------ GIVEN ENTRIES ------
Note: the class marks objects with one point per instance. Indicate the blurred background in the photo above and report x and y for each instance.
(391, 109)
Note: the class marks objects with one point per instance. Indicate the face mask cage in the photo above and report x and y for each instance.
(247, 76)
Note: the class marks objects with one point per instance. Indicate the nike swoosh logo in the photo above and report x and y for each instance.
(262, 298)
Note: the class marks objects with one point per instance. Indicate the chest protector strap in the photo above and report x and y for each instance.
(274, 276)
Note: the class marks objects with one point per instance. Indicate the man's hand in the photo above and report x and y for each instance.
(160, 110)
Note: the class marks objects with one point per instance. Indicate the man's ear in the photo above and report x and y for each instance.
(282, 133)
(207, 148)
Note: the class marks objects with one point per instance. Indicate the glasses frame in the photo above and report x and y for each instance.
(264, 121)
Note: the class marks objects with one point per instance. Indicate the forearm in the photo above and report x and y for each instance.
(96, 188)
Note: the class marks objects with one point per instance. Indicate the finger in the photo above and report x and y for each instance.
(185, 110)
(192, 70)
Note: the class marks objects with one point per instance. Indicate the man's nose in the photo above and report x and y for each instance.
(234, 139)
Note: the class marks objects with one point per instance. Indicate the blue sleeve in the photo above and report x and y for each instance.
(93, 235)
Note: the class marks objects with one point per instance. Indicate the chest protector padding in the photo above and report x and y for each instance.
------
Reproduce every one of the lines above, requests included, increasing each x and y coordinate in the answers by 64.

* [RESULT FOR THIS TASK]
Note: the class marks objects with one point per instance. Indicate the blurred background in the photo above and report x and y for each instance.
(455, 173)
Note: the class marks objects with one point per instance. Indicate the face mask cage in the photo above and report x and y for each instance.
(311, 140)
Note: the class marks objects with one point per instance. Indicate the nike swoosh logo in the photo above and report x and y for each instance.
(326, 362)
Note: the class marks objects with one point per instance. Indicate the chest protector strap in the photo above and report x and y for each instance.
(338, 340)
Note: the class marks objects with one point per instance. Indicate the man's hand in the photo above and report x and y for each instance.
(224, 174)
Note: the class marks objects with one point per instance. Indicate the man's ear in the photo above and report x and y for each instance.
(346, 197)
(271, 212)
Note: the class marks objects with one point per instance. Indicate the glasses frame in the photo above and report x and y for each instance.
(328, 185)
Note: the class marks objects with one point per instance. Indicate the forearm in the photo above and report x and y for each instance.
(160, 252)
Note: the class marks objects with one point per instance. Indicate the finger in the photo above and report x and y for each instance.
(249, 174)
(256, 134)
Note: the class marks objects with one point per instance. Indicate the man's nose in the photo above and report x and y for each instance.
(298, 203)
Note: the class marks objects with one point per instance. Indicate the blue sleeve in the photo above and report x and y for each instance.
(157, 299)
Note: the class marks objects with one point per instance. Indicate the chest protector padding in the photo above and report x and y for each instance.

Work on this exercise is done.